--- Start Dataset excerpts ---

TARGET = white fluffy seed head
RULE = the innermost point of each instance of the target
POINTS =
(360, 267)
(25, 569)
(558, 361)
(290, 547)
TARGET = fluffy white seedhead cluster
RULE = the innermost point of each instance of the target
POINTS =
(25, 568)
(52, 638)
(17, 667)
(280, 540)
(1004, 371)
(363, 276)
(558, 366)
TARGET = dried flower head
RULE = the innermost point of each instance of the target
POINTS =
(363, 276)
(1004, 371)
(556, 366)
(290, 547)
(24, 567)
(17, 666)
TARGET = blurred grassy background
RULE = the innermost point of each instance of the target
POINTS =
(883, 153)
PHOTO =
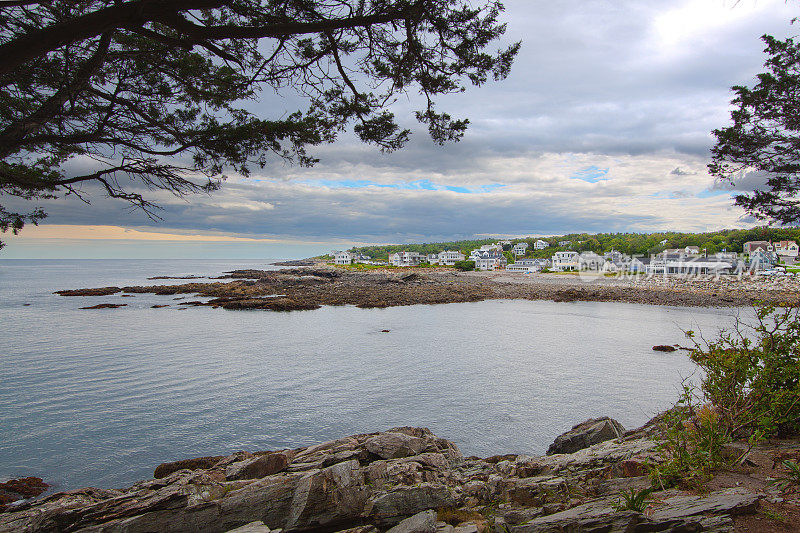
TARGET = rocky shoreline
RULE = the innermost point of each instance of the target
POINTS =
(408, 480)
(311, 287)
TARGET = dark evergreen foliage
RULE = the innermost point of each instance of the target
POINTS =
(765, 137)
(151, 94)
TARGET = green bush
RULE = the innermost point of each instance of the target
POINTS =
(752, 374)
(465, 265)
(633, 500)
(750, 389)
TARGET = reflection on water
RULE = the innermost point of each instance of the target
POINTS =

--- End Dataset excerpts ---

▶ **Problem requirements**: Rename "innermost point" to "center point" everywhere it appears in the data above, and leave every other word, number and line unchanged. Omit the pictures from your answer.

▶ **Exercise output**:
TARGET = white fluffy seed head
RULE = the center point of each instance of the target
POINTS =
(360, 267)
(25, 569)
(558, 361)
(290, 547)
TARGET = fluffy white seedhead cluster
RULE = the center point of each instance of the target
POINTS =
(25, 568)
(52, 638)
(17, 667)
(280, 540)
(1004, 371)
(363, 276)
(558, 366)
TARGET = dried flower head
RULE = the center point of each instance of the target
POINTS =
(363, 276)
(1004, 371)
(556, 366)
(290, 547)
(24, 567)
(17, 666)
TARGET = blurred grassy background
RULE = the center point of each instance of the target
POINTS =
(883, 153)
PHOTO =
TARGET = rocky shoreline
RULE = the center point of each instance of the target
POINTS =
(408, 480)
(311, 287)
TARGET = dark evergreen foliage
RULE = the center point of each instance of the target
POINTS =
(765, 137)
(151, 94)
TARGET = green bush
RULE = the center point of each instance of the target
POINTS =
(752, 374)
(465, 265)
(633, 500)
(750, 389)
TARGET = reflection on water
RULE = the center point of each instance of the target
POINTS =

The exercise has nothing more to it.